Convert the data into a JSON list of strings, one string per line and with blank lines omitted, starting at the line containing "If any wet shaggy" and stopping after the line containing "left=87, top=113, right=362, bottom=364". Include only those lines.

%%

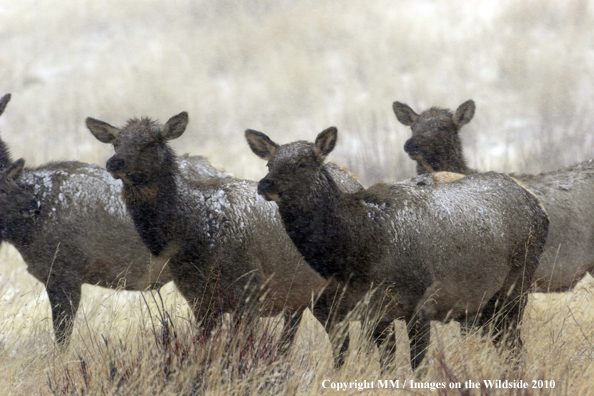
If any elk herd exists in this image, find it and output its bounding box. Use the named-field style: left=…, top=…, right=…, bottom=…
left=0, top=91, right=594, bottom=372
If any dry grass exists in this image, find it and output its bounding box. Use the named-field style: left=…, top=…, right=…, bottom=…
left=0, top=0, right=594, bottom=395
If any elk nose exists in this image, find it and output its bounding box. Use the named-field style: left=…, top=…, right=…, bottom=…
left=19, top=199, right=39, bottom=218
left=404, top=138, right=419, bottom=155
left=29, top=199, right=39, bottom=210
left=258, top=178, right=274, bottom=195
left=105, top=155, right=124, bottom=174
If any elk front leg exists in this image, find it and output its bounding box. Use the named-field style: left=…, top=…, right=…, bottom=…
left=46, top=276, right=81, bottom=349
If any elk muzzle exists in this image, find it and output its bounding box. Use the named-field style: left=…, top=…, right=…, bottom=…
left=258, top=177, right=282, bottom=201
left=105, top=155, right=124, bottom=179
left=404, top=138, right=421, bottom=157
left=19, top=199, right=39, bottom=219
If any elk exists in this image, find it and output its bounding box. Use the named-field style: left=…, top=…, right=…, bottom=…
left=246, top=127, right=548, bottom=370
left=86, top=112, right=362, bottom=365
left=0, top=94, right=230, bottom=349
left=393, top=100, right=594, bottom=292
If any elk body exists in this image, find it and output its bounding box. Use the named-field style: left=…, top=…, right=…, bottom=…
left=393, top=100, right=594, bottom=292
left=246, top=128, right=548, bottom=369
left=87, top=112, right=362, bottom=364
left=0, top=95, right=228, bottom=346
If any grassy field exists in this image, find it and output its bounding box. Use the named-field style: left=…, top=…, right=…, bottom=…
left=0, top=0, right=594, bottom=395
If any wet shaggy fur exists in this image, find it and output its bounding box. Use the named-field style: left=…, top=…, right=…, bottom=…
left=0, top=96, right=235, bottom=346
left=246, top=128, right=548, bottom=369
left=393, top=100, right=594, bottom=292
left=87, top=113, right=362, bottom=364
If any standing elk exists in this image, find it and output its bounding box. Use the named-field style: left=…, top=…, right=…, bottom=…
left=393, top=100, right=594, bottom=292
left=86, top=112, right=362, bottom=365
left=0, top=94, right=229, bottom=348
left=246, top=127, right=548, bottom=369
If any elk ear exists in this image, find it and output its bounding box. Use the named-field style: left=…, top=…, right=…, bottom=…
left=245, top=129, right=278, bottom=161
left=392, top=102, right=419, bottom=126
left=6, top=158, right=25, bottom=180
left=0, top=94, right=10, bottom=115
left=454, top=99, right=476, bottom=129
left=160, top=111, right=189, bottom=141
left=85, top=117, right=121, bottom=143
left=314, top=127, right=338, bottom=162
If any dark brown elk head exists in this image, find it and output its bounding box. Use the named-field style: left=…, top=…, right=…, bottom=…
left=245, top=127, right=337, bottom=203
left=86, top=112, right=188, bottom=186
left=392, top=100, right=475, bottom=173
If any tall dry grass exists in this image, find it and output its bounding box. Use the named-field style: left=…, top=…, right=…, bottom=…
left=0, top=0, right=594, bottom=395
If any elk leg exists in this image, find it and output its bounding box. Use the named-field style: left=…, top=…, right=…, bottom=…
left=313, top=289, right=349, bottom=369
left=406, top=309, right=431, bottom=372
left=47, top=277, right=81, bottom=349
left=373, top=320, right=396, bottom=372
left=280, top=310, right=303, bottom=354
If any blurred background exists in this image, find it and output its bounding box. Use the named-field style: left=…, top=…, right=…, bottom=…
left=0, top=0, right=594, bottom=185
left=0, top=0, right=594, bottom=356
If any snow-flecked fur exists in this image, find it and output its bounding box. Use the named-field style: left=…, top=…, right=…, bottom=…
left=246, top=128, right=548, bottom=369
left=393, top=100, right=594, bottom=292
left=87, top=112, right=362, bottom=363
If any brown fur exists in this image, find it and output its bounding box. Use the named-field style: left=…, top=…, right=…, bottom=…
left=393, top=100, right=594, bottom=292
left=246, top=128, right=548, bottom=369
left=87, top=112, right=362, bottom=364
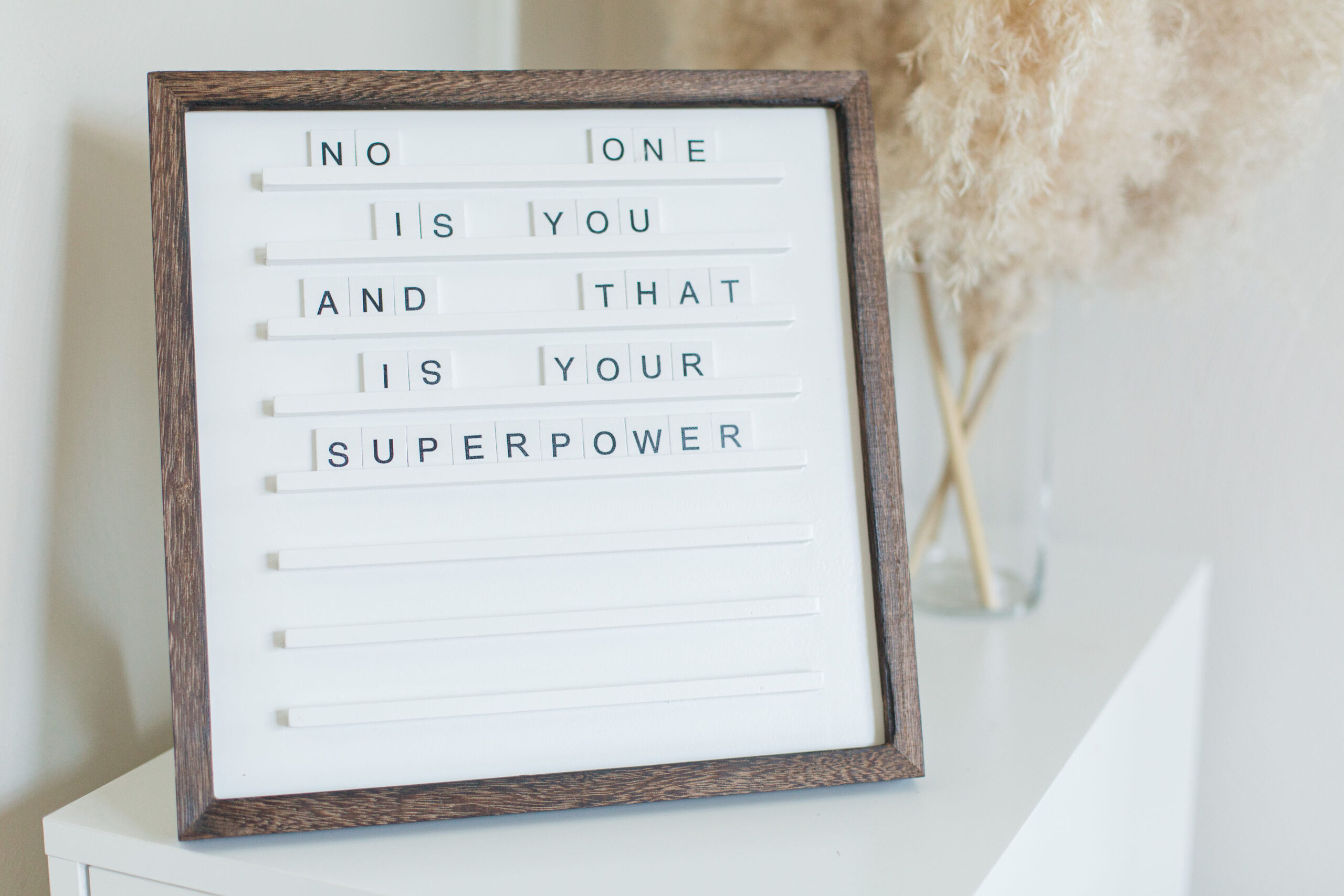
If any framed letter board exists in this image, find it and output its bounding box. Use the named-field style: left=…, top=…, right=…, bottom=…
left=149, top=71, right=923, bottom=838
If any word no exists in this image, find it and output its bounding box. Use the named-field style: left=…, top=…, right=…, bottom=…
left=308, top=130, right=402, bottom=168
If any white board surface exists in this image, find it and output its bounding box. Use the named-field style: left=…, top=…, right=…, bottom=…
left=187, top=109, right=883, bottom=798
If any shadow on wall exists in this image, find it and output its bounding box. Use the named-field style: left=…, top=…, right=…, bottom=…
left=0, top=123, right=172, bottom=896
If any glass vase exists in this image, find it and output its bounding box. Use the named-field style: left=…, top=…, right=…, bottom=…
left=891, top=271, right=1051, bottom=615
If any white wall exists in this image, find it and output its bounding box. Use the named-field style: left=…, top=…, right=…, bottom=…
left=0, top=0, right=514, bottom=894
left=520, top=7, right=1344, bottom=896
left=0, top=0, right=1344, bottom=894
left=1054, top=93, right=1344, bottom=896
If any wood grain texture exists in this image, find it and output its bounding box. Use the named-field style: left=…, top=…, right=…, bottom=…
left=149, top=71, right=923, bottom=840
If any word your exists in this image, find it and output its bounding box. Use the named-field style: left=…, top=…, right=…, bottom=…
left=589, top=128, right=718, bottom=164
left=374, top=199, right=466, bottom=239
left=313, top=411, right=755, bottom=470
left=304, top=276, right=438, bottom=317
left=532, top=197, right=663, bottom=236
left=308, top=130, right=402, bottom=168
left=579, top=267, right=751, bottom=309
left=359, top=349, right=453, bottom=392
left=542, top=343, right=713, bottom=385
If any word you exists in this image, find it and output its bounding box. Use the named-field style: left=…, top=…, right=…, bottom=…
left=579, top=267, right=751, bottom=309
left=589, top=128, right=718, bottom=164
left=304, top=274, right=438, bottom=317
left=308, top=130, right=402, bottom=168
left=532, top=197, right=663, bottom=236
left=542, top=343, right=713, bottom=385
left=374, top=199, right=466, bottom=239
left=313, top=411, right=755, bottom=470
left=359, top=349, right=453, bottom=392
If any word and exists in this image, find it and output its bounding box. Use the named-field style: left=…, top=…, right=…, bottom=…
left=374, top=199, right=466, bottom=239
left=359, top=349, right=453, bottom=392
left=304, top=276, right=438, bottom=317
left=532, top=197, right=663, bottom=236
left=313, top=411, right=755, bottom=470
left=308, top=130, right=402, bottom=168
left=589, top=128, right=718, bottom=164
left=579, top=267, right=751, bottom=309
left=542, top=343, right=713, bottom=385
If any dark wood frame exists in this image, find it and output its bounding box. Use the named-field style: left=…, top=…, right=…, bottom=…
left=149, top=71, right=923, bottom=840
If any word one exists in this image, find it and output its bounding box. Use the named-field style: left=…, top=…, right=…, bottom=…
left=579, top=267, right=751, bottom=309
left=532, top=197, right=663, bottom=236
left=542, top=343, right=713, bottom=385
left=374, top=199, right=466, bottom=239
left=304, top=276, right=438, bottom=317
left=308, top=130, right=402, bottom=168
left=359, top=349, right=453, bottom=392
left=313, top=411, right=755, bottom=470
left=589, top=128, right=718, bottom=164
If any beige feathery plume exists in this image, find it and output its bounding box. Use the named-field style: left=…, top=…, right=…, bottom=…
left=667, top=0, right=1344, bottom=355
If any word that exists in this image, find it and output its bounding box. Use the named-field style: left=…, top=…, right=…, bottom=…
left=579, top=267, right=751, bottom=309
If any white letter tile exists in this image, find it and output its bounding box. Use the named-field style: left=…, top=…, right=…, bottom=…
left=631, top=343, right=672, bottom=383
left=542, top=345, right=587, bottom=385
left=350, top=277, right=396, bottom=317
left=625, top=416, right=672, bottom=457
left=672, top=343, right=713, bottom=380
left=589, top=128, right=634, bottom=165
left=360, top=426, right=407, bottom=470
left=313, top=426, right=364, bottom=470
left=579, top=270, right=625, bottom=310
left=407, top=348, right=453, bottom=392
left=421, top=199, right=466, bottom=239
left=453, top=423, right=499, bottom=463
left=355, top=130, right=402, bottom=168
left=495, top=420, right=543, bottom=463
left=586, top=343, right=631, bottom=383
left=575, top=199, right=621, bottom=236
left=540, top=420, right=583, bottom=461
left=406, top=423, right=453, bottom=466
left=304, top=277, right=350, bottom=317
left=308, top=130, right=355, bottom=168
left=710, top=267, right=751, bottom=305
left=583, top=416, right=625, bottom=458
left=360, top=352, right=410, bottom=392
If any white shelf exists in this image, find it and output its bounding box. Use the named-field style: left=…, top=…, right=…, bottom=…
left=266, top=233, right=792, bottom=265
left=284, top=598, right=821, bottom=648
left=261, top=161, right=783, bottom=192
left=285, top=672, right=825, bottom=728
left=277, top=523, right=813, bottom=570
left=267, top=450, right=808, bottom=494
left=266, top=305, right=797, bottom=340
left=44, top=545, right=1210, bottom=896
left=271, top=376, right=802, bottom=416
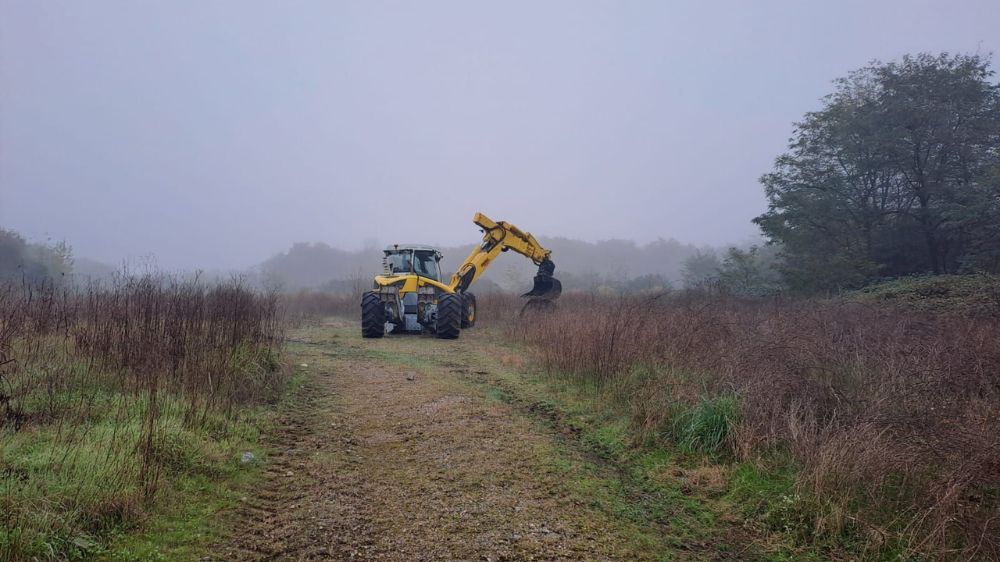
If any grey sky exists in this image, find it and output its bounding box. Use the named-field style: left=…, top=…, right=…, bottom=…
left=0, top=0, right=1000, bottom=268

%%

> [Written solution]
[
  "If any wet shaggy fur exists in this image, find it and output its bounding box. Use the named-field style: left=…, top=…, right=…, bottom=…",
  "left=0, top=96, right=235, bottom=346",
  "left=246, top=128, right=548, bottom=369",
  "left=393, top=100, right=594, bottom=292",
  "left=87, top=113, right=362, bottom=364"
]